▸ Task statement: Show each line in the records that contains the string "instances".

▸ Dataset rows:
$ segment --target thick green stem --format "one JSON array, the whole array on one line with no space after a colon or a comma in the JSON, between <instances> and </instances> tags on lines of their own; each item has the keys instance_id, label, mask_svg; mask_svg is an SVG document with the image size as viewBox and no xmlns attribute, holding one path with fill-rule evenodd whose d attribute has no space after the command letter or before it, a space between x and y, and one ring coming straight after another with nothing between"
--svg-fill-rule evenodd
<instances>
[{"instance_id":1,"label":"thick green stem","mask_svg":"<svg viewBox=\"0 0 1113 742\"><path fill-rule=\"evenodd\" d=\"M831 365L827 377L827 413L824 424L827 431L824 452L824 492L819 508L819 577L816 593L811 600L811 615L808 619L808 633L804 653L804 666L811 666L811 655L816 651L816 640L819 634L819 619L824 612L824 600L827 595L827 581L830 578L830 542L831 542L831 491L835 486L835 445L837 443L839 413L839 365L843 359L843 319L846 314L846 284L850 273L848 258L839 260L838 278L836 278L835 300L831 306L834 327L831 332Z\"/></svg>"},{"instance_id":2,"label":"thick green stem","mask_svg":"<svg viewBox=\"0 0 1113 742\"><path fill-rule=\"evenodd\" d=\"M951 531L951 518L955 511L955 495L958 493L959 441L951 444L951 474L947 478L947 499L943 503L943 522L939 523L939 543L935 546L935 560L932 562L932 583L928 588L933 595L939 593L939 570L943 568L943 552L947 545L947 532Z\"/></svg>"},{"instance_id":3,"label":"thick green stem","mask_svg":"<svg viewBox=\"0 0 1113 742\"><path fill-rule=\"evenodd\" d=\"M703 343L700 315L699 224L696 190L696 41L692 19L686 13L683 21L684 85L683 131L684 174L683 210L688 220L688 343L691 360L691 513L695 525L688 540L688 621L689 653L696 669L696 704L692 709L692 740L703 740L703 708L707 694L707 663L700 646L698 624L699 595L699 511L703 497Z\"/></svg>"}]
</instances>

▸ Exercise result:
$ segment --target thick green stem --format "one JSON array, the whole array on one line with no space after a colon or a comma in the JSON, between <instances> and </instances> tags on lines of their own; each item has the keys instance_id, label, mask_svg; mask_svg is an SVG document with the image size as viewBox and no xmlns attribute, holding one path with fill-rule evenodd whose d attribute has no space after the command letter or before it, a space between x and y, and one ring coming straight after another with nothing between"
<instances>
</instances>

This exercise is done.